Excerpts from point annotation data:
================
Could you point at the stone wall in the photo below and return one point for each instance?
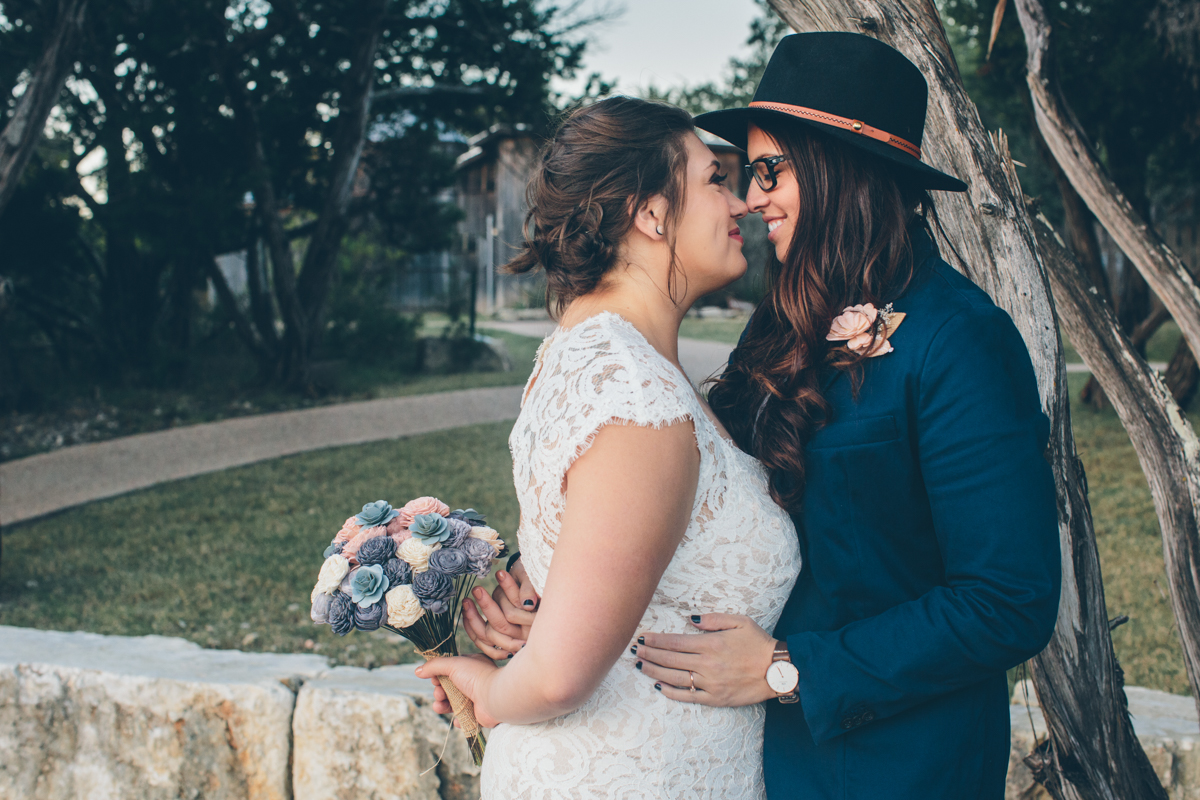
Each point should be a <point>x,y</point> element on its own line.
<point>114,717</point>
<point>111,717</point>
<point>1167,726</point>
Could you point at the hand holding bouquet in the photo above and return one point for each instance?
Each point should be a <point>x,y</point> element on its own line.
<point>407,571</point>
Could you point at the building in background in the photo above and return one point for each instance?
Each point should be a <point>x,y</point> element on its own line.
<point>491,192</point>
<point>492,178</point>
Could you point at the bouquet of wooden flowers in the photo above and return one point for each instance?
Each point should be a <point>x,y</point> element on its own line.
<point>407,571</point>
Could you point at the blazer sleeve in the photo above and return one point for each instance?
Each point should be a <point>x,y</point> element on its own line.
<point>981,437</point>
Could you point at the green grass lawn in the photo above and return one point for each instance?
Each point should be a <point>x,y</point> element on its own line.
<point>227,560</point>
<point>717,330</point>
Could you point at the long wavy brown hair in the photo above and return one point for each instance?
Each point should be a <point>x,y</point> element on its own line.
<point>605,161</point>
<point>851,245</point>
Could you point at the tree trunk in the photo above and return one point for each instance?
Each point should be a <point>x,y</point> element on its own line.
<point>301,299</point>
<point>1181,378</point>
<point>1159,266</point>
<point>21,134</point>
<point>1162,269</point>
<point>1167,445</point>
<point>1093,751</point>
<point>354,107</point>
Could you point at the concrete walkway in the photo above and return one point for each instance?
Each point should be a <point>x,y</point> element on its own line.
<point>63,479</point>
<point>48,482</point>
<point>40,485</point>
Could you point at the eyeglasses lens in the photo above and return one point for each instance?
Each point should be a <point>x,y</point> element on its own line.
<point>762,174</point>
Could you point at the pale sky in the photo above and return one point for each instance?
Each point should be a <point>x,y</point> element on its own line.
<point>665,42</point>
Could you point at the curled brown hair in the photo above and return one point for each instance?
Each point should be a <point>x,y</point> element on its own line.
<point>603,163</point>
<point>850,246</point>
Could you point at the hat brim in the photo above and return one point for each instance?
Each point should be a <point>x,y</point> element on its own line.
<point>732,125</point>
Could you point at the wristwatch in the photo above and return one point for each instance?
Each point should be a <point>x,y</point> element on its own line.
<point>783,677</point>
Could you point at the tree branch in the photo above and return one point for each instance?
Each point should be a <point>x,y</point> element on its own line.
<point>1093,750</point>
<point>1158,264</point>
<point>1167,445</point>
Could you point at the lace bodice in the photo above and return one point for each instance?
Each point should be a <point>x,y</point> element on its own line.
<point>739,555</point>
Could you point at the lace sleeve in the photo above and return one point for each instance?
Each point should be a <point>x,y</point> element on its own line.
<point>612,382</point>
<point>600,372</point>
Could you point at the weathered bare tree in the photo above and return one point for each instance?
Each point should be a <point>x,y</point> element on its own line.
<point>1167,447</point>
<point>301,293</point>
<point>1093,751</point>
<point>21,134</point>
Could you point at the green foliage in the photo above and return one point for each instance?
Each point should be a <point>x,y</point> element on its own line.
<point>1132,95</point>
<point>228,560</point>
<point>180,95</point>
<point>217,558</point>
<point>742,76</point>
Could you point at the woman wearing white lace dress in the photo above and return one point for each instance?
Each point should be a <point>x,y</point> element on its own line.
<point>636,510</point>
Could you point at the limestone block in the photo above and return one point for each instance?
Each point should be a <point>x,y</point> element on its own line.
<point>111,717</point>
<point>371,735</point>
<point>1167,725</point>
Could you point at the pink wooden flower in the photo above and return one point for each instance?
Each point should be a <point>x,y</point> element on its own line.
<point>421,505</point>
<point>352,547</point>
<point>351,528</point>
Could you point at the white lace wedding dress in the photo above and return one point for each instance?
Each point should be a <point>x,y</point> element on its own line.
<point>739,555</point>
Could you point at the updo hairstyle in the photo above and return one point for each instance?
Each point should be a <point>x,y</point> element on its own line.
<point>605,161</point>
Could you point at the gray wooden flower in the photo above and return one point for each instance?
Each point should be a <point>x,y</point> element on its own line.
<point>341,614</point>
<point>431,585</point>
<point>367,584</point>
<point>430,529</point>
<point>377,551</point>
<point>369,618</point>
<point>450,561</point>
<point>376,513</point>
<point>399,572</point>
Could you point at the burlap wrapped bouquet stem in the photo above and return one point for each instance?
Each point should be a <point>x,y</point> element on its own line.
<point>463,710</point>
================
■ Aim of the task ■
Copy word for word the rows from the one containing "Could you point at the gray" through the last row, including both.

■ The output ■
Could you point at the gray wooden flower in the photo above and return one point for each instance?
Each point should be a <point>x,y</point> element on its own line.
<point>341,614</point>
<point>431,585</point>
<point>367,584</point>
<point>430,529</point>
<point>377,551</point>
<point>369,618</point>
<point>450,561</point>
<point>376,513</point>
<point>399,572</point>
Could you point at the burlap wrapped bouquet stem in the photo above and return one point for each instance?
Each point should be a <point>x,y</point> element on its own line.
<point>463,710</point>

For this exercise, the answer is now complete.